To do:
1. Answer these about the sugar beet research listing:
(a) What location is given for the research?
(b) What publication type is listed?
(c) Which congress does the citation name?
2. Please rewrite the part of the sugar beet research listing starting at "Research Project: Genomic" and ending at "production'. Meeting Abstract.", replacing "Meeting Abstract" with "Conference Abstract".

Research Project: Genomic Mining of Sugar Beet Crop Wild Relative Germplasm Resources for New Sources of Disease Resistance

Location: Soil Management and Sugarbeet Research

Title: Beet crop wild relative germplasm mining uncovers new sources of disease resistance

Author
item Dorn, Kevin

Submitted to: Meeting Abstract
Publication Type: Abstract Only
Publication Acceptance Date: 2/27/2024
Publication Date: 2/27/2024
Citation: Dorn, K.M. 2024. Beet crop wild relative germplasm mining uncovers new sources of disease resistance. 79th IIRB Congress 'Innovation: our driver for a profitable and ecologically balanced sugar beet production'. Meeting Abstract.

The data:
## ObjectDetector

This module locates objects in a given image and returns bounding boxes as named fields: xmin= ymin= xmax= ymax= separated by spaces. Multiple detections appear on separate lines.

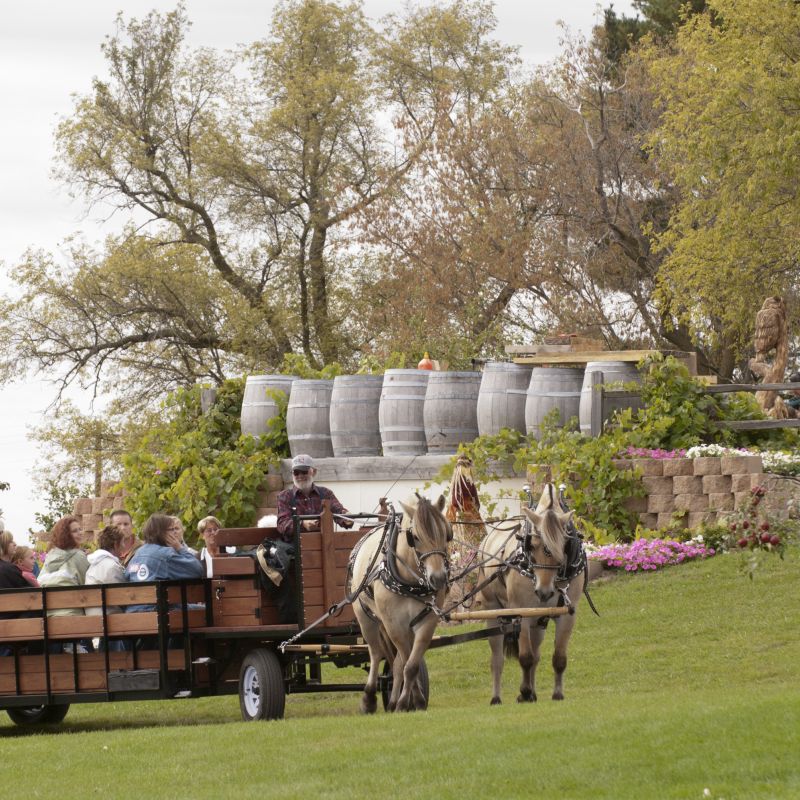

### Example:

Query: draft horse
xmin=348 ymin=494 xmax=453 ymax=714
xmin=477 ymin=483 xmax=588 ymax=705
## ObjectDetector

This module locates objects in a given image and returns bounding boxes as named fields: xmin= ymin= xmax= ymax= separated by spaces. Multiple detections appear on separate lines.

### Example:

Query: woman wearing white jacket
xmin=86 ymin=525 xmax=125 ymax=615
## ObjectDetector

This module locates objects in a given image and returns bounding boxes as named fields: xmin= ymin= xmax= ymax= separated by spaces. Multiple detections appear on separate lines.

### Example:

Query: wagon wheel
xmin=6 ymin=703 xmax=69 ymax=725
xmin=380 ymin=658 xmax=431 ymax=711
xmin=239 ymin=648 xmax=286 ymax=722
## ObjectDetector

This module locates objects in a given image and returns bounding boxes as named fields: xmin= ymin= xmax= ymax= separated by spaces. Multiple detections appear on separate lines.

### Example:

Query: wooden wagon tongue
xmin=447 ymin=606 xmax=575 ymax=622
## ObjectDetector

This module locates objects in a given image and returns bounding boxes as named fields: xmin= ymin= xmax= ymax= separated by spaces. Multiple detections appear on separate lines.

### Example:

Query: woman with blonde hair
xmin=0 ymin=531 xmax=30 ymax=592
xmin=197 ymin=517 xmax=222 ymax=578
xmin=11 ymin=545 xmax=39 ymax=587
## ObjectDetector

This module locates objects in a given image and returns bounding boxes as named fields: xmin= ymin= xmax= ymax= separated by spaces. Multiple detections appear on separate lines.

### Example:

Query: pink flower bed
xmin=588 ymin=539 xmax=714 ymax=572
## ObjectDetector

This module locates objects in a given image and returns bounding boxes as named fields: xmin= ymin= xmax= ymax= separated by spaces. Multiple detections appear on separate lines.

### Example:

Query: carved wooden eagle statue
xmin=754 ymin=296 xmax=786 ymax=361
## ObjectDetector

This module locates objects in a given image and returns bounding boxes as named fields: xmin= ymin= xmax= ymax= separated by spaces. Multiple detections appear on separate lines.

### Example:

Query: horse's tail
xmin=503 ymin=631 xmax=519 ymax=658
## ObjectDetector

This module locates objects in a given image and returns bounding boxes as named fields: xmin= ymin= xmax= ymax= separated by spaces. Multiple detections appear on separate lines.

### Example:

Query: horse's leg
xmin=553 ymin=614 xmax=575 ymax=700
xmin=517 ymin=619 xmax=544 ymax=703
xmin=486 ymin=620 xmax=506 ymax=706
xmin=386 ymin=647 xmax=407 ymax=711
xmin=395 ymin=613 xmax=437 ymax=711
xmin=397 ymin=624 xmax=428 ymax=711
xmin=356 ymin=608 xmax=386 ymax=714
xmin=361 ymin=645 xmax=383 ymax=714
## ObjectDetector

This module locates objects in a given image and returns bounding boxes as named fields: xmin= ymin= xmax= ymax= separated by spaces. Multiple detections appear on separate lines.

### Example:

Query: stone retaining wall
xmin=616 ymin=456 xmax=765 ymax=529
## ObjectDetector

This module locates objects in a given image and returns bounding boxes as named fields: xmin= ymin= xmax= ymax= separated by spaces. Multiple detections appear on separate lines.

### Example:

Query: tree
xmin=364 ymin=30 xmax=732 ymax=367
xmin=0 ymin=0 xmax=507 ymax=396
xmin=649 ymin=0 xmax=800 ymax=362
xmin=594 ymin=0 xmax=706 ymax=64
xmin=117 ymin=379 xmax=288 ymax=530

Outputs in order:
1.
(a) Soil Management and Sugarbeet Research
(b) Abstract Only
(c) The 79th IIRB Congress

2.
Research Project: Genomic Mining of Sugar Beet Crop Wild Relative Germplasm Resources for New Sources of Disease Resistance

Location: Soil Management and Sugarbeet Research

Title: Beet crop wild relative germplasm mining uncovers new sources of disease resistance

Author
item Dorn, Kevin

Submitted to: Conference Abstract
Publication Type: Abstract Only
Publication Acceptance Date: 2/27/2024
Publication Date: 2/27/2024
Citation: Dorn, K.M. 2024. Beet crop wild relative germplasm mining uncovers new sources of disease resistance. 79th IIRB Congress 'Innovation: our driver for a profitable and ecologically balanced sugar beet production'. Conference Abstract.